● **SELECTED EXCERPT**

══════════════════════════════

Lead author Professor Steve Tsang (St Antony’s, 1981) generously spoke to QUAD to share some summary thoughts, including reflections on the recent Taiwanese elections and the security status of Taiwan.
But first the central subject of the book, ‘Xi Jinping Thought.’ The actual idea of a body of thought, formally inculcated across China since 2017, is a direct echo from ‘Mao Zedong Thought’, says Steve.
‘Xi does respect Mao – the only previous leader of China with whom he is willing to identify, of whom he is proud.’
‘But he is not imitating Mao and we should not underestimate that. Mao wanted to surpass the United Kingdom and catch up with America. Xi has far greater ambition than that, he wants to return China to the zenith of its global influence, seen historically.’
Asked what period of history Xi sees as China’s ‘zenith’ reference point, Tsang says there are many peaks in China’s past to which reference could be made, but that ‘there is history and there is history.’ The formal teaching of doctrinal Chinese history is the projection of a dogma; the real past is another thing entirely.

══════════════════════════════

● **RECORDS TO PROCESS**
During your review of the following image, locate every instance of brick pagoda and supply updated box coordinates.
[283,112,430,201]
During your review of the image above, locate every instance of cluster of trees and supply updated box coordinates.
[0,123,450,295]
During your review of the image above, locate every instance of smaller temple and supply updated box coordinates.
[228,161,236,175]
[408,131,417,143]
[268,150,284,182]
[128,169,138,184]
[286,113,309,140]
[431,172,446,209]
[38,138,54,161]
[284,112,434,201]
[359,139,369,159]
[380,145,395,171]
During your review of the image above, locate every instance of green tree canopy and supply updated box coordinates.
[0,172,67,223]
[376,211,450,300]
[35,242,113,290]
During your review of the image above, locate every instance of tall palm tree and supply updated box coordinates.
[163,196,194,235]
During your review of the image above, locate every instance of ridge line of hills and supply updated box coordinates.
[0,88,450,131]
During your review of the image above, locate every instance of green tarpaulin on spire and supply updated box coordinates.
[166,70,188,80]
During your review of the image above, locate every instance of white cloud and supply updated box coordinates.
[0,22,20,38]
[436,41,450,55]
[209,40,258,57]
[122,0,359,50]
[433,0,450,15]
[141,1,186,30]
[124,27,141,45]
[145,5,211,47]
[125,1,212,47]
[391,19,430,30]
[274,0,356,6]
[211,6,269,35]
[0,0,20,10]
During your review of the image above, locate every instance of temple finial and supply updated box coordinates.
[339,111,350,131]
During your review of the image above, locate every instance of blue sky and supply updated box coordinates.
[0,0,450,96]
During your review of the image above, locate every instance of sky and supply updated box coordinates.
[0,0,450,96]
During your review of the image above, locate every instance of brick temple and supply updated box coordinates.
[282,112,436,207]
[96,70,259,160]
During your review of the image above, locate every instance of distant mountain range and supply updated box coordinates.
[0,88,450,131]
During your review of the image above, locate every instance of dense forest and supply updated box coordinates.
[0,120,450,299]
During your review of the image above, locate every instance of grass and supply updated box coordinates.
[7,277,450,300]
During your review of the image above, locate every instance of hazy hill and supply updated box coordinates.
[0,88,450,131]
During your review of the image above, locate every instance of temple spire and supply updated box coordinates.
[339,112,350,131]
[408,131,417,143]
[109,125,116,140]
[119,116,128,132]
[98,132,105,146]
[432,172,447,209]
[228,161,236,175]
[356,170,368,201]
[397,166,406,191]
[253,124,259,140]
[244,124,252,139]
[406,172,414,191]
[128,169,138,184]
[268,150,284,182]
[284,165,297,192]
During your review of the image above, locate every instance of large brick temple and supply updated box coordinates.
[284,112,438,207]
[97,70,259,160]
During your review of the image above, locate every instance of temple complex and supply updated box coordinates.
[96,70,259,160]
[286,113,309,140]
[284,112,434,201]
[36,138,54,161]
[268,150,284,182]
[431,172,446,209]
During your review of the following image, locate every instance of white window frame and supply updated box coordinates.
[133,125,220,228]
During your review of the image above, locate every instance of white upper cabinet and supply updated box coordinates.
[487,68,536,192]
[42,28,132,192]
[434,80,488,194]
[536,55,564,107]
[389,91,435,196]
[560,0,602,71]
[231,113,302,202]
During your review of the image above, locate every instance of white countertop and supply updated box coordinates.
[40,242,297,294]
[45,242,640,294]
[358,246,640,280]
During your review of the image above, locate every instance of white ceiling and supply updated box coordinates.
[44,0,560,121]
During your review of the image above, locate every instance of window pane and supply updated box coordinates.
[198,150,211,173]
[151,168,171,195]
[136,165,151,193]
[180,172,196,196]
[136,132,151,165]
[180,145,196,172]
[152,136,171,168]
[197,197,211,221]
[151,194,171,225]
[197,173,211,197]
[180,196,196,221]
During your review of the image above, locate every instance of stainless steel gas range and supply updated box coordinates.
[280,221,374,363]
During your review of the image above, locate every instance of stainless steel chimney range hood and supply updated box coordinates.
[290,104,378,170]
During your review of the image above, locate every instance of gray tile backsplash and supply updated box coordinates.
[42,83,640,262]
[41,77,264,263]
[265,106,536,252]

══════════════════════════════

● **JOBS**
1 – Edit the records from the line containing "ceiling and supply updated box coordinates." down through the end of the records, changing "window pane" to "glass pane" and keeping everything else as it is.
2 – Proceed with the passage on Xi Jinping Thought, picking up after its final sentence.

● **ANSWERS BELOW**
1 –
During your review of the image above, locate every instance of white ceiling and supply updated box coordinates.
[44,0,560,121]
During your review of the image above, locate every instance of glass pane and supply updated box coordinates.
[198,150,211,173]
[151,168,171,195]
[136,165,151,193]
[180,172,196,196]
[136,132,151,165]
[180,145,196,172]
[152,136,171,168]
[197,197,211,221]
[151,194,171,225]
[197,173,211,197]
[180,196,196,221]
During your review of the image above, locate every instance of stainless steel gas range and supply updated box coordinates.
[280,221,374,363]
During your review of the image above, locate every instance of stainless steel chimney range hood and supply updated box coordinates.
[290,104,378,170]
During your review of the image above, locate every instance of gray tile backsplash and supply updated box coordinates.
[42,83,640,262]
[41,77,264,263]
[265,106,536,252]

2 –
Tsang’s own view, and he prefaces his reply with an apology because it sounds like a convolution, is to ask how we define China and greatness. ‘The Han dynasty (206 BC-220 AD) was a high point of Chinese influence, but only if we are willing to agree that this was ‘China’. Another was the Yuan era, established by the fifth khagan-emperor of the Mongol Empire and lasted 1271-1368 – but of course that was a Mongolian incursion associated with Genghis Khan.
‘The Tang dynasty (618-907) was a very magnificent period but it was governed by a mixed Turkic and Han royal family. Was that China?’ Then there was the Qing dynasty (1664-1911) when China was a part of the Manchu Empire.
All such questions elicit messy answers as they typically do for most countries questioning their deep past.
There is no such messiness for Xi Jinping Thought, which for example says that by 2049, the Centenary of Communist rule in China, Taiwan must be part of China, if not peacefully then by whatever means necessary.
Xi has also said that the Chinese armed forces must achieve the capability for taking Taiwan by force, by 2027. Does that mean that we have three years left before a disastrous conflagration?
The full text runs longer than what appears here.